■ **Exercise details**:
Rewrite all the items below, swapping "drill" for "exercise" wherever it occurs and leaving everything else unchanged. Leave the pictures out of your answer.

--- START ---

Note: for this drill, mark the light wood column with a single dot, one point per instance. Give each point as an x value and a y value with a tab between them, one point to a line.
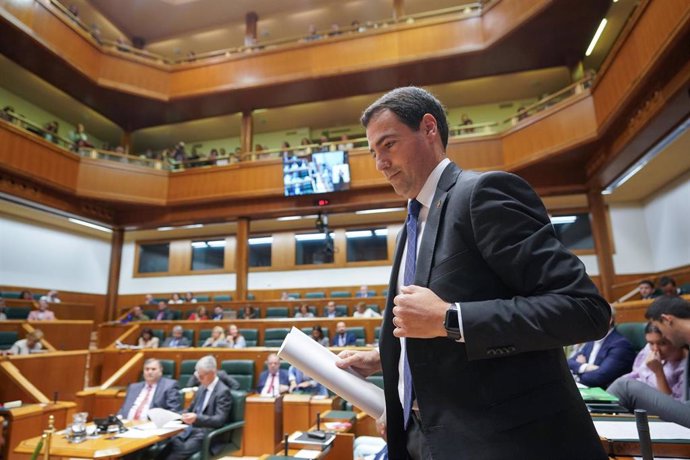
398	9
114	273
242	258
250	21
247	133
602	241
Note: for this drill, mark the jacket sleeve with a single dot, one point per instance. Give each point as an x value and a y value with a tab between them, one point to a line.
221	412
555	304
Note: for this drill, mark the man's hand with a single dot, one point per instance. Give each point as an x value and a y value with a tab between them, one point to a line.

--- END ---

■ **Task output**:
Note: for this exercise, mark the light wood column with a single dot, one point per instance. Give each point as an x value and a y value with a tab between them, one point to a line.
398	9
114	273
242	258
250	21
247	133
602	241
Note: for this exercise, mark the jacket sleeve with a single dot, one point per instance. Give each point as an x value and a y value with a tab between them, one point to a line.
221	412
555	304
Note: for this exercise, mark the man's hand with a single dot, one point per instance. Give each point as an x value and a y value with a tab between them, one point to a line.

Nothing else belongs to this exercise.